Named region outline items
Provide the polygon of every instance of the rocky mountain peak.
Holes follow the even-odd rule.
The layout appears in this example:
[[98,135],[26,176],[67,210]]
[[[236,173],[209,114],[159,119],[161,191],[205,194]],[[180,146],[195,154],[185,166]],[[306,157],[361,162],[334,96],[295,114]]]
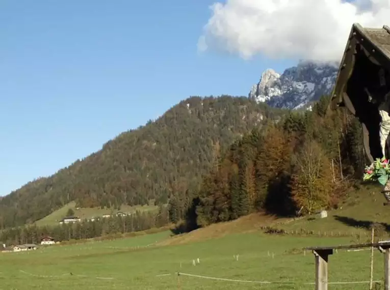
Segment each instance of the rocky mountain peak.
[[273,107],[301,108],[330,93],[337,72],[337,66],[333,63],[301,62],[281,74],[268,69],[252,87],[249,97]]

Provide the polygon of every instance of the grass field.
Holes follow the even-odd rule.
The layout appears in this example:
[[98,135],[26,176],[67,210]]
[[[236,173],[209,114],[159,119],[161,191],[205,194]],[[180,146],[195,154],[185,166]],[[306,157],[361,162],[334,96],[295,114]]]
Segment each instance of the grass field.
[[[314,257],[311,253],[304,255],[302,248],[354,243],[356,239],[270,235],[260,227],[367,233],[370,223],[377,222],[388,228],[390,208],[381,205],[383,197],[370,188],[362,190],[325,219],[292,221],[253,214],[173,237],[168,231],[0,253],[0,289],[313,289],[314,285],[305,283],[315,281]],[[386,235],[388,239],[388,234],[382,238]],[[382,280],[382,254],[374,252],[374,280]],[[193,265],[197,258],[200,264]],[[370,259],[370,251],[339,251],[329,258],[329,281],[368,281]],[[177,272],[183,274],[178,276]],[[366,289],[368,284],[330,284],[329,288]]]
[[[299,238],[254,231],[181,245],[155,245],[169,239],[169,234],[0,254],[0,289],[309,289],[314,286],[303,283],[314,281],[314,258],[298,249],[351,242],[346,238]],[[233,256],[237,254],[238,260]],[[375,252],[375,280],[383,278],[381,255]],[[200,264],[193,266],[193,259],[198,257]],[[330,259],[330,282],[368,280],[369,251],[339,251]],[[178,271],[275,283],[178,277],[174,274]],[[367,285],[331,285],[329,288],[367,289]]]
[[[91,218],[93,216],[101,217],[105,214],[115,213],[118,211],[117,210],[113,211],[111,209],[100,209],[99,208],[82,208],[77,209],[75,205],[74,201],[71,201],[44,218],[37,221],[35,224],[38,226],[57,225],[60,220],[66,216],[66,214],[69,209],[73,210],[75,216],[79,217],[82,219]],[[151,205],[147,206],[136,206],[134,207],[122,206],[120,211],[127,213],[134,213],[136,211],[157,211],[159,207],[158,206]]]

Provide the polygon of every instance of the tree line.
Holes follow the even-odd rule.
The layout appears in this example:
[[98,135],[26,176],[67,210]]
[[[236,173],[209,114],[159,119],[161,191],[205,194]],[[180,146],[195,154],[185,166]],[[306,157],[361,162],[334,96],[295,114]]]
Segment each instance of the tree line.
[[170,199],[171,220],[189,230],[258,211],[296,216],[337,208],[367,160],[360,124],[346,110],[328,110],[329,101],[254,128],[224,152],[215,148],[200,189]]
[[57,241],[83,240],[146,230],[160,227],[168,223],[166,207],[160,207],[157,212],[137,211],[129,216],[111,216],[93,221],[85,220],[54,226],[33,225],[8,228],[0,231],[0,241],[7,245],[39,244],[45,236],[51,237]]
[[176,193],[199,189],[217,143],[227,147],[283,113],[246,97],[189,98],[84,159],[0,199],[0,229],[32,224],[71,201],[115,209],[151,199],[166,204]]

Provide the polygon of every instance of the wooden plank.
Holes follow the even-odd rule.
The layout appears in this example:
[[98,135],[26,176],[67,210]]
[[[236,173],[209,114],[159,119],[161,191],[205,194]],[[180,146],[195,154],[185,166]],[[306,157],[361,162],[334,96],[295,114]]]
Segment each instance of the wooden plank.
[[390,290],[390,249],[384,252],[384,290]]
[[313,251],[316,260],[316,290],[328,290],[328,260],[333,250]]
[[308,247],[304,248],[303,250],[309,251],[317,251],[323,250],[340,250],[343,249],[361,249],[363,248],[381,247],[383,248],[390,247],[390,241],[379,242],[378,243],[368,243],[366,244],[356,244],[354,245],[340,245],[338,246],[327,246],[325,247]]

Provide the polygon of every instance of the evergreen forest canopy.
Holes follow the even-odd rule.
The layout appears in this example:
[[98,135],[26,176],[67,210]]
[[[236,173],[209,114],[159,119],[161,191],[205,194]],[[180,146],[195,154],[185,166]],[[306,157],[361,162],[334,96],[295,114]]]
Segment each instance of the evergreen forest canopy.
[[366,163],[362,130],[346,110],[291,111],[256,128],[215,159],[199,190],[173,194],[171,221],[181,230],[233,220],[257,211],[280,216],[336,208]]
[[[0,228],[31,224],[72,200],[80,207],[119,209],[153,199],[159,205],[183,199],[199,191],[215,157],[233,141],[254,128],[261,132],[285,113],[246,97],[191,97],[0,199]],[[178,218],[189,206],[178,204]]]

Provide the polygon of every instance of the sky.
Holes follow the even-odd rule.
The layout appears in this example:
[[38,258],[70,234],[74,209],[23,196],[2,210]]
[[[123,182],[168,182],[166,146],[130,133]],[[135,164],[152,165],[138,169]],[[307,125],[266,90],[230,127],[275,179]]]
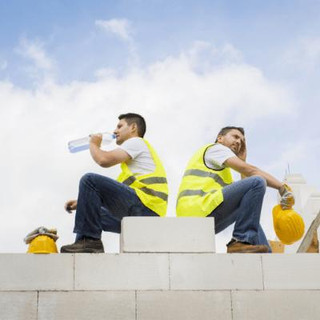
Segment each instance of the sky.
[[[147,121],[169,217],[188,159],[227,125],[245,128],[249,163],[320,189],[319,17],[319,0],[0,0],[0,252],[26,252],[39,226],[58,229],[58,247],[73,242],[63,206],[81,176],[120,169],[67,142],[112,132],[126,112]],[[269,239],[277,201],[268,189]],[[118,235],[103,241],[117,252]]]

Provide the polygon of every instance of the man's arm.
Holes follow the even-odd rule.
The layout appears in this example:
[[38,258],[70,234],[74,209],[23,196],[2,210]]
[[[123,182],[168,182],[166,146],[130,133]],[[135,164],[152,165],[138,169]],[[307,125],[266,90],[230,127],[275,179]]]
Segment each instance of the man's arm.
[[266,179],[267,185],[271,188],[280,190],[283,186],[283,183],[281,183],[278,179],[273,177],[271,174],[262,171],[261,169],[244,162],[238,157],[231,157],[227,159],[224,164],[227,167],[230,167],[231,169],[239,172],[241,176],[245,177],[251,177],[251,176],[261,176]]
[[108,168],[131,159],[129,154],[120,148],[111,151],[101,150],[101,141],[102,136],[100,134],[95,134],[91,136],[90,153],[93,160],[99,166],[103,168]]

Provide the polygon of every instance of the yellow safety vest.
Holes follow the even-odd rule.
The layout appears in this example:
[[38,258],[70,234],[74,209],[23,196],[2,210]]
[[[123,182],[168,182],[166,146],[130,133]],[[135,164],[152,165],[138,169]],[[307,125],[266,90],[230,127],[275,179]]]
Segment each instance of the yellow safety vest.
[[158,155],[150,146],[149,142],[145,139],[142,140],[148,146],[156,166],[155,170],[152,173],[137,176],[130,171],[125,162],[122,162],[122,172],[117,180],[134,189],[137,196],[146,207],[163,217],[166,215],[168,204],[166,173]]
[[206,166],[208,144],[198,150],[188,163],[180,184],[177,216],[206,217],[223,202],[222,188],[232,183],[229,168],[214,170]]

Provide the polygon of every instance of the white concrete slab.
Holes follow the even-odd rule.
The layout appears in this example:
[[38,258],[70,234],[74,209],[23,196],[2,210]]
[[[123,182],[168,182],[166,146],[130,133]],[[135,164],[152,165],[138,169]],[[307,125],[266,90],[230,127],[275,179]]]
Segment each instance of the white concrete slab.
[[258,254],[170,254],[172,290],[262,289]]
[[135,320],[135,293],[40,292],[38,320]]
[[76,254],[76,290],[166,290],[167,254]]
[[37,292],[1,292],[1,320],[37,320]]
[[0,254],[1,290],[71,290],[73,255]]
[[138,291],[137,320],[231,320],[230,292]]
[[320,291],[232,292],[233,320],[316,320]]
[[317,253],[262,256],[265,289],[320,289],[320,255]]
[[213,218],[126,217],[121,252],[215,252]]

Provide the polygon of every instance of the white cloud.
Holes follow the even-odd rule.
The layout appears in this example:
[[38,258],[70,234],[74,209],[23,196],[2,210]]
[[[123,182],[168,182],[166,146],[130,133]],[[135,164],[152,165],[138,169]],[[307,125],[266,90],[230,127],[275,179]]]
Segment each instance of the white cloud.
[[299,39],[286,51],[284,61],[299,70],[311,71],[320,63],[320,37]]
[[50,71],[54,68],[54,62],[45,52],[44,44],[38,40],[22,38],[17,52],[30,59],[38,69]]
[[122,40],[131,41],[132,28],[127,19],[96,20],[95,25],[115,34]]
[[[45,58],[34,54],[37,50],[29,52],[50,68]],[[51,82],[34,90],[0,82],[1,100],[6,102],[0,109],[0,215],[5,221],[0,226],[0,252],[26,250],[23,237],[40,225],[58,228],[58,245],[73,241],[74,218],[64,212],[64,201],[76,196],[85,172],[116,177],[119,168],[98,168],[87,152],[69,154],[67,141],[113,130],[120,113],[145,116],[146,138],[167,168],[172,216],[187,160],[211,142],[221,126],[238,121],[245,126],[265,116],[294,112],[290,93],[257,68],[222,64],[198,72],[199,63],[195,54],[182,53],[121,77],[97,71],[95,82]]]

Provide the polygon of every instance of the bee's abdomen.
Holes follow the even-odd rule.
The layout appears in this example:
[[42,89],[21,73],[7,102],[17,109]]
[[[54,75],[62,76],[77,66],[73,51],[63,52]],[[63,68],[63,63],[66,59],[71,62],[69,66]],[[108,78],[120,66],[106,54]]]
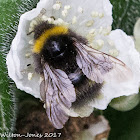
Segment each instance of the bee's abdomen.
[[78,108],[94,101],[99,95],[102,86],[103,84],[95,83],[85,77],[80,84],[75,86],[76,101],[72,104],[73,108]]

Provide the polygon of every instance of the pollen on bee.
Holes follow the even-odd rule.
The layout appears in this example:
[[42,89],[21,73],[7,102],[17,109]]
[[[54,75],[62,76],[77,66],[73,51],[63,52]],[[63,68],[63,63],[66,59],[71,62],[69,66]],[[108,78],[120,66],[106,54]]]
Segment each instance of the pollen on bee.
[[86,26],[91,27],[93,24],[94,24],[94,20],[89,20],[87,21]]
[[84,12],[83,8],[79,6],[79,7],[78,7],[78,12],[79,12],[79,13],[83,13],[83,12]]
[[28,80],[30,81],[30,80],[32,80],[32,78],[33,78],[33,73],[29,72],[28,73]]
[[117,49],[111,49],[109,50],[109,55],[117,57],[119,55],[119,51]]

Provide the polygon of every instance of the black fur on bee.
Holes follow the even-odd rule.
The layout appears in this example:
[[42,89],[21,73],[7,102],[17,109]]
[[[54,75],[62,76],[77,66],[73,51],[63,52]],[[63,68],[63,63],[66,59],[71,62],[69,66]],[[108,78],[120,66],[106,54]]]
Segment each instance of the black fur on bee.
[[[53,24],[48,24],[47,22],[42,22],[37,25],[35,27],[34,39],[38,39],[44,31],[53,27]],[[77,52],[73,44],[73,37],[79,42],[87,44],[85,38],[78,36],[71,30],[69,30],[68,34],[54,35],[47,39],[41,52],[39,54],[34,54],[36,72],[39,74],[43,73],[42,59],[47,62],[49,66],[55,69],[61,69],[67,75],[79,69],[76,63]],[[76,90],[76,101],[73,103],[73,107],[85,105],[94,99],[102,87],[102,84],[89,80],[81,70],[80,75],[75,74],[75,80],[71,81]]]

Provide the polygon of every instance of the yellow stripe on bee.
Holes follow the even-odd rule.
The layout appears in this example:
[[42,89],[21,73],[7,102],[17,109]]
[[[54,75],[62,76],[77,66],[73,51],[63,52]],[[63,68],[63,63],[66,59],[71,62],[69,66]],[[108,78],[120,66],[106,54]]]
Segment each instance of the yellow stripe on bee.
[[35,45],[33,47],[34,53],[40,53],[45,42],[54,35],[61,35],[61,34],[67,34],[68,28],[64,26],[55,26],[51,29],[46,30],[42,35],[35,41]]

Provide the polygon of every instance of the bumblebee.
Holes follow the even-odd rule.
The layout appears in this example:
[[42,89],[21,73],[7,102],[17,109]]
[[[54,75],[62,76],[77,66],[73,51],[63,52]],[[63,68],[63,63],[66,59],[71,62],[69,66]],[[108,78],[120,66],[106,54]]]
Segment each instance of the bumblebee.
[[43,77],[40,95],[57,129],[69,118],[65,108],[86,105],[106,79],[115,75],[115,80],[123,80],[130,71],[122,61],[88,46],[85,38],[65,26],[41,22],[34,28],[34,39],[35,71]]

◆ **Short task**
Reproduce the stretch from the line containing "Provide the polygon of every instance of the grass" through the line containing "Segment each instance of the grass field.", putting "meadow" in place of "grass field" and leaving everything else unchanged.

◆ **Exercise result**
Provide the polygon of every instance of the meadow.
Holes follow the even-odd rule.
The layout appears in this example:
[[98,135],[26,176],[67,210]]
[[[236,173],[209,114],[159,119],[161,191],[205,194]],[[180,146],[195,154],[185,166]],[[306,157],[361,162],[334,96],[295,114]]]
Segment each instance of the meadow.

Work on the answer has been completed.